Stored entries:
--------------------

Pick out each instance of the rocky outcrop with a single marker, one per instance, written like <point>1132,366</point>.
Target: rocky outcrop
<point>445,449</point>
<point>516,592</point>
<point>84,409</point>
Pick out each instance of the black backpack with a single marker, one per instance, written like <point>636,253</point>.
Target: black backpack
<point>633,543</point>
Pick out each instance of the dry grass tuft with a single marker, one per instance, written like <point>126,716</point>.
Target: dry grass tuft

--------------------

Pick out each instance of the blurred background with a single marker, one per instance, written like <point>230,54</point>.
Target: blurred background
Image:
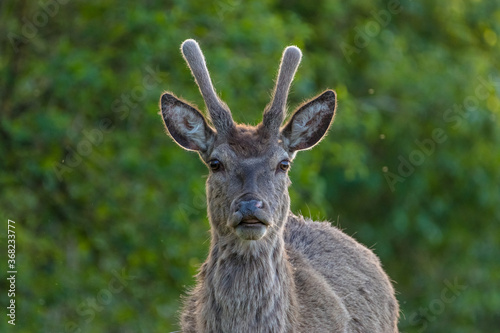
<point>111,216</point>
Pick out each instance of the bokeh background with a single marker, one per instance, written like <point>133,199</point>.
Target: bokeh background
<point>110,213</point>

--------------------

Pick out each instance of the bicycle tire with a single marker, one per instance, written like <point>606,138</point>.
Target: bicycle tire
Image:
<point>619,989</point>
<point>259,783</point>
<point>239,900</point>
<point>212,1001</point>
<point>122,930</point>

--------------------

» TASK: Retype the listing lines exactly, everything from the line containing "Pick out each instance of the black" down to the line containing "Target: dry grass tuft", both included.

» EXPECTED ANSWER:
Pick out each instance of the black backpack with a single marker, one per instance, written like <point>636,253</point>.
Target: black backpack
<point>633,543</point>
Pick out each instance of the dry grass tuft with a single marker, one per instance, written like <point>126,716</point>.
Target: dry grass tuft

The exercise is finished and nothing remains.